- [Stated goal]:
Copy out each line of the material below that contains the string "hand", matching case exactly.

--- BEGIN ---

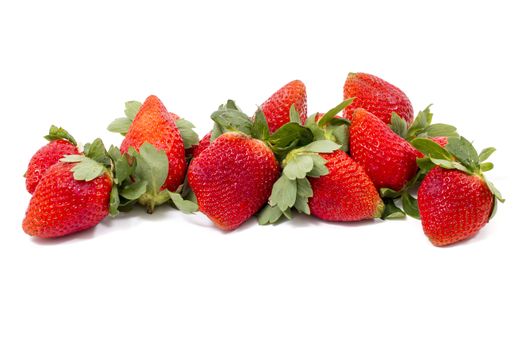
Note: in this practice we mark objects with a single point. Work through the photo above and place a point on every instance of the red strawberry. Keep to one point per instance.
(453, 205)
(155, 125)
(277, 107)
(376, 96)
(61, 144)
(346, 193)
(44, 158)
(203, 144)
(232, 179)
(62, 205)
(387, 158)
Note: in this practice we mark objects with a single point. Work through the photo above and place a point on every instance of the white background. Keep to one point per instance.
(170, 281)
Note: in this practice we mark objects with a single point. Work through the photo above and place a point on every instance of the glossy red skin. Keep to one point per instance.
(233, 178)
(346, 193)
(62, 205)
(203, 144)
(387, 158)
(453, 205)
(376, 96)
(44, 158)
(155, 125)
(277, 107)
(440, 140)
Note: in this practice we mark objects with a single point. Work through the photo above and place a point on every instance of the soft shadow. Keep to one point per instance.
(79, 236)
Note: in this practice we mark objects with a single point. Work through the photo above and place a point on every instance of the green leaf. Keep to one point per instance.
(288, 214)
(486, 153)
(388, 193)
(269, 215)
(495, 191)
(463, 150)
(120, 125)
(450, 164)
(131, 108)
(56, 133)
(319, 168)
(288, 137)
(494, 210)
(425, 164)
(298, 167)
(260, 129)
(284, 193)
(341, 135)
(186, 206)
(301, 204)
(86, 169)
(294, 115)
(122, 169)
(487, 166)
(114, 153)
(97, 151)
(304, 189)
(232, 120)
(398, 125)
(321, 146)
(152, 167)
(423, 120)
(331, 114)
(311, 120)
(431, 149)
(410, 205)
(438, 129)
(134, 190)
(391, 211)
(189, 136)
(114, 201)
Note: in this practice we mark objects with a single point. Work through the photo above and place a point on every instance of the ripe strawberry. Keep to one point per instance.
(387, 158)
(453, 205)
(155, 125)
(62, 205)
(61, 144)
(232, 179)
(346, 193)
(376, 96)
(456, 202)
(277, 107)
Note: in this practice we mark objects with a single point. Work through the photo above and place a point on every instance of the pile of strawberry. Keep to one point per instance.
(368, 163)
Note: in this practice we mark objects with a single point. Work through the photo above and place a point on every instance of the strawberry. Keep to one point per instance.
(150, 123)
(387, 158)
(346, 193)
(233, 178)
(203, 144)
(154, 124)
(455, 200)
(62, 205)
(376, 96)
(277, 107)
(61, 143)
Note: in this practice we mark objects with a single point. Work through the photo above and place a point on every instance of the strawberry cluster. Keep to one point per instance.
(368, 163)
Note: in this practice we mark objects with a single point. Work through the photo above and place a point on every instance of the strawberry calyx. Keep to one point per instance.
(298, 148)
(58, 133)
(131, 108)
(421, 127)
(458, 154)
(329, 126)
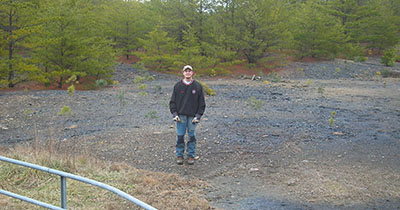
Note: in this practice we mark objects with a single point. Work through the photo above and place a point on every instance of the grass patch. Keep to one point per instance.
(163, 191)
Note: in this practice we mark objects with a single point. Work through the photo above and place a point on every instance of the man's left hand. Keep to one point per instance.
(195, 120)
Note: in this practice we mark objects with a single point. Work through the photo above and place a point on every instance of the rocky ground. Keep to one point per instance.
(320, 135)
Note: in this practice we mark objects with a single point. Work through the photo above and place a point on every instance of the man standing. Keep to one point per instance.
(187, 105)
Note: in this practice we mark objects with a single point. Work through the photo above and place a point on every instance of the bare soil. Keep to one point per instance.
(260, 146)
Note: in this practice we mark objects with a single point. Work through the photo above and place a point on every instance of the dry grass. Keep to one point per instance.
(163, 191)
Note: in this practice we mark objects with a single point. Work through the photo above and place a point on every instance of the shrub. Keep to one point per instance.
(101, 83)
(207, 89)
(386, 73)
(274, 77)
(71, 90)
(65, 111)
(360, 59)
(150, 78)
(389, 57)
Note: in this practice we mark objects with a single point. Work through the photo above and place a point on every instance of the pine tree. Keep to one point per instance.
(316, 33)
(17, 23)
(160, 50)
(71, 43)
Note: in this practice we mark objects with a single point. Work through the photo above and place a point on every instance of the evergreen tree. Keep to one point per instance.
(71, 43)
(316, 33)
(17, 23)
(261, 28)
(160, 50)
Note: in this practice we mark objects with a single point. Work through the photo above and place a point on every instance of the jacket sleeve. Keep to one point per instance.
(202, 104)
(172, 103)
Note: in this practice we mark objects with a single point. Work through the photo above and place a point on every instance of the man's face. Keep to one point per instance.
(188, 73)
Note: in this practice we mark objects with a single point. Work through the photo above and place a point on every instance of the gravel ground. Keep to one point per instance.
(261, 146)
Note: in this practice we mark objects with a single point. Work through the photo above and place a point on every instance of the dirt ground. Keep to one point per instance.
(296, 143)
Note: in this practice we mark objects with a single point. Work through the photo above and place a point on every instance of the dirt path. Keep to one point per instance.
(277, 150)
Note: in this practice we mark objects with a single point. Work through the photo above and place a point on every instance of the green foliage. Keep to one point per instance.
(321, 90)
(332, 119)
(71, 42)
(121, 99)
(160, 50)
(159, 88)
(255, 103)
(386, 73)
(207, 89)
(150, 78)
(360, 59)
(71, 90)
(18, 22)
(389, 57)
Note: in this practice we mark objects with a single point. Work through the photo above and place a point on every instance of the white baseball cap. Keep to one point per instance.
(187, 67)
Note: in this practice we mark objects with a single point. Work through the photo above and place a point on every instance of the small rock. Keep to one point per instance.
(254, 169)
(292, 182)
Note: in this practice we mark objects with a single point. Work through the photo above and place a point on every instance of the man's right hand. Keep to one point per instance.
(177, 119)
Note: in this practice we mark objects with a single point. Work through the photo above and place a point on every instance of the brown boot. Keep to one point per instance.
(190, 161)
(179, 160)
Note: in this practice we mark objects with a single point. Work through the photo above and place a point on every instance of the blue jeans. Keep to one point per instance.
(181, 127)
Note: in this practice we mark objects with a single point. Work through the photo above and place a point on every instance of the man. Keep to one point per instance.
(187, 105)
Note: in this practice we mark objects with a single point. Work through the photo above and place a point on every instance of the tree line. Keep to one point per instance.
(51, 40)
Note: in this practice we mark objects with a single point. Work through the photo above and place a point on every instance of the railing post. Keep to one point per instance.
(63, 192)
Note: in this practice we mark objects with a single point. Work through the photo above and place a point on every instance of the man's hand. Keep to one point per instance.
(176, 118)
(195, 120)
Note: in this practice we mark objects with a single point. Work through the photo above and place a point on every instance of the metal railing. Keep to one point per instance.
(64, 177)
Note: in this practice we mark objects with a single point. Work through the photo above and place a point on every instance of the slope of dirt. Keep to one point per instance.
(260, 146)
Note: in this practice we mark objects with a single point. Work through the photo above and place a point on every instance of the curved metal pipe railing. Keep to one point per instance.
(63, 184)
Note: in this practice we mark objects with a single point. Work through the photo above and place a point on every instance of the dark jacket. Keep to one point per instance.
(187, 99)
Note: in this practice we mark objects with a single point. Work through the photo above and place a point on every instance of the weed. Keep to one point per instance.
(332, 119)
(360, 59)
(71, 90)
(142, 86)
(151, 115)
(389, 57)
(321, 90)
(101, 83)
(337, 70)
(65, 111)
(255, 103)
(138, 79)
(274, 77)
(159, 88)
(121, 99)
(386, 73)
(150, 78)
(207, 89)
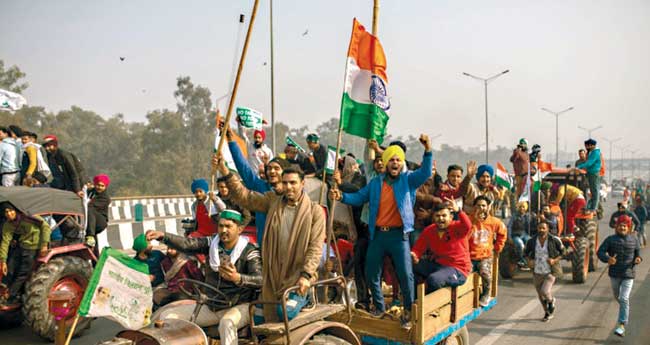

--- END ---

- [The answer]:
Note: in this practice we mark objects with a single point. Work through the photo above and place a point on every instance of the man's left hand. Keep to one point per instance.
Note: in this practice we mark objects with a single point. Work through the photo above and place a point on every instance of the man's right hand. Keep to one point per instance.
Note: in this practice we mark objects with a single point. Work through the photo above and place a point on every instance of the man's hand. Keep to one point per instance.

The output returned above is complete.